Si la Nouvelle-Calédonie connaît des heures sombres, le Président a été clair, le calme doit revenir et les barrages doivent être retirés par les émeutiers avant de penser à l’après. Une situation qui « nous préoccupe » et qui a nécessité de décréter l’état d’urgence la semaine dernière. Un régime d’exception qui, a-t-il estimé, ne « devrait pas être prolongé parce que je crois profondément que le dialogue est nécessaire ». S’il devait être levé, c’est à la seule condition que « si chacun, en sa responsabilité, appelle à lever les barrages, ce qui n’est pas toujours le cas avec cette clarté. C’est une phrase simple et elle va mieux en le disant parce qu’elle peut être suivie d’effet ».
Depuis la soirée du lundi 13 mai et la stupéfaction face aux scènes de pillages, d’incendies et d’affrontements avec les forces de l’ordre, poussant le territoire dans un climat quasi-insurrectionnel, les habitants se sont barricadés dans leurs quartiers, se relayant jour et nuit de crainte de voir l’école du quartier, les commerces et les habitations pris pour cible par les émeutiers. « Je sais la très grande fatigue de beaucoup de familles, l’inquiétude », a-t-il déclaré avant d’évoquer « la grande détresse » des Calédoniens qui souffrent des restrictions d’accès aux soins. Dans l’avion pour venir sur le territoire, Emmanuel Macron a pris connaissance d’une lettre des associations représentant les patients dialysés, « aucun combat ne peut justifier » ce qu’ils vivent au quotidien.
« Des opérations massives »

• _Liste des données_

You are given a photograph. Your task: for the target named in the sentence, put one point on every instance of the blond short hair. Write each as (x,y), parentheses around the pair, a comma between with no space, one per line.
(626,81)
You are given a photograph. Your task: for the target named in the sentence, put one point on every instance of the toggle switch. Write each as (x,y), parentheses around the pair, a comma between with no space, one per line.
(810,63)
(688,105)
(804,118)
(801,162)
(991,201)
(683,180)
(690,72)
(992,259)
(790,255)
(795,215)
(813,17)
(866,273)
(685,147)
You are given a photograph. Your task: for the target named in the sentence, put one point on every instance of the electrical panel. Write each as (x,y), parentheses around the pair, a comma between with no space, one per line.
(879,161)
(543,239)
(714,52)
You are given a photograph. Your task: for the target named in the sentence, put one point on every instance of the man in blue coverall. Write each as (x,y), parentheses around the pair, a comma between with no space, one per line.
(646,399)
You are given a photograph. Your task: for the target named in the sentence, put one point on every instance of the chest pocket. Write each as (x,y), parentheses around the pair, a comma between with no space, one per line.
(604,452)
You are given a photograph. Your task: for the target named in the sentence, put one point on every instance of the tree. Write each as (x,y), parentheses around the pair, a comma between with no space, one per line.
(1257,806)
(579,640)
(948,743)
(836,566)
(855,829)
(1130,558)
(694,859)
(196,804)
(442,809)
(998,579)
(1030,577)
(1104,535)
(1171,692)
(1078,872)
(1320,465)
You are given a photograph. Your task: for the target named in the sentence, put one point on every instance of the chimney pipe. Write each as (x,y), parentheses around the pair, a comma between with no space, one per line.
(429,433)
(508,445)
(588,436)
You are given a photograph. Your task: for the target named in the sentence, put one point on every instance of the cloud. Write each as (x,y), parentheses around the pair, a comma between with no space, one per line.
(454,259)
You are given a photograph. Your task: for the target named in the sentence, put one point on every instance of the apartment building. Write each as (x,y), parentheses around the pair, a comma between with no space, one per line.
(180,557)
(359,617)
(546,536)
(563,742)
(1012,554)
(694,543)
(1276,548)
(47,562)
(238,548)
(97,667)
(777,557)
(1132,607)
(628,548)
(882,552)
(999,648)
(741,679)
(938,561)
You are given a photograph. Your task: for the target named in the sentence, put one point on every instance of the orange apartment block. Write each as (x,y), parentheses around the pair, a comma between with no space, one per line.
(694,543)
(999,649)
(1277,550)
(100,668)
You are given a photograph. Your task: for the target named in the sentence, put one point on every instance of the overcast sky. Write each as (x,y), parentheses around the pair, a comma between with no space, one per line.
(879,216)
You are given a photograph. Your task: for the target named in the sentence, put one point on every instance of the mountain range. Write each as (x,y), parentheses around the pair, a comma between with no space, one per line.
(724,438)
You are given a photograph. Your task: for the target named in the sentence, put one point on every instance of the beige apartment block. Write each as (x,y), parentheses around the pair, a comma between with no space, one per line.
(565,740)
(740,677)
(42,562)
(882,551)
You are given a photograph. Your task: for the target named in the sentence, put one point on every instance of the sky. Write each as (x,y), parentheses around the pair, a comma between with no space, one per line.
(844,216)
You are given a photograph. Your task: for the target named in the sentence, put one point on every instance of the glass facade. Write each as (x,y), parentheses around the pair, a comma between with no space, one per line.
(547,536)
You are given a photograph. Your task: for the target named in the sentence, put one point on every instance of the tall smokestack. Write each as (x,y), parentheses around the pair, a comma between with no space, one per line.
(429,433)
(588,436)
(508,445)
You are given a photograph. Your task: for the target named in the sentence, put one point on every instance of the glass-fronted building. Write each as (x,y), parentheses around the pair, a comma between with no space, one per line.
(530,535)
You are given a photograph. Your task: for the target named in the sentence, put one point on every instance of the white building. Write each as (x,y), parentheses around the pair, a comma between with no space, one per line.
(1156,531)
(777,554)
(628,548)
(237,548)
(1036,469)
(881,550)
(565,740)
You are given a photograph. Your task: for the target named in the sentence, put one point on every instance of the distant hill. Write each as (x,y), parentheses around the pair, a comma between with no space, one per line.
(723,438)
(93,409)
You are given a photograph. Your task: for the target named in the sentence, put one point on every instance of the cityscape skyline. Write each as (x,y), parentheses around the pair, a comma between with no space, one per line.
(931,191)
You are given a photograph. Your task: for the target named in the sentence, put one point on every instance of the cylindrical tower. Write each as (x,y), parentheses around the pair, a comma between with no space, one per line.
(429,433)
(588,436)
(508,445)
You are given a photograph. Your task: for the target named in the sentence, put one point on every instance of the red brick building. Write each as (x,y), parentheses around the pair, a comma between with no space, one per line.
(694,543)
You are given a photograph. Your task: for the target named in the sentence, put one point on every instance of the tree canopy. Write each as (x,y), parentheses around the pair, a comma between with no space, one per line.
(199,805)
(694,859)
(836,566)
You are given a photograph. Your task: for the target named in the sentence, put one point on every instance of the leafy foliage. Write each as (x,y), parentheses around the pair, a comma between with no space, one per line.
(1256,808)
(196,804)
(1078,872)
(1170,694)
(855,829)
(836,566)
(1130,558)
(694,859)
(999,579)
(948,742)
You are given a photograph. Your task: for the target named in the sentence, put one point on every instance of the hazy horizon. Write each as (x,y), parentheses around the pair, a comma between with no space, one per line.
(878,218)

• _Activités_
A: Dans l'extrait sur la Nouvelle-Calédonie, quel régime d'exception a été décrété la semaine dernière ?
B: Renvoyez mot pour mot le passage de l'extrait sur la Nouvelle-Calédonie qui commence aux mots « Depuis la soirée » et s'arrête après « vivent au quotidien. ».
Cette liste provient d'une autre source que l'extrait.

• _Corrigés_
A: L'état d'urgence.

B:
Depuis la soirée du lundi 13 mai et la stupéfaction face aux scènes de pillages, d’incendies et d’affrontements avec les forces de l’ordre, poussant le territoire dans un climat quasi-insurrectionnel, les habitants se sont barricadés dans leurs quartiers, se relayant jour et nuit de crainte de voir l’école du quartier, les commerces et les habitations pris pour cible par les émeutiers. « Je sais la très grande fatigue de beaucoup de familles, l’inquiétude », a-t-il déclaré avant d’évoquer « la grande détresse » des Calédoniens qui souffrent des restrictions d’accès aux soins. Dans l’avion pour venir sur le territoire, Emmanuel Macron a pris connaissance d’une lettre des associations représentant les patients dialysés, « aucun combat ne peut justifier » ce qu’ils vivent au quotidien.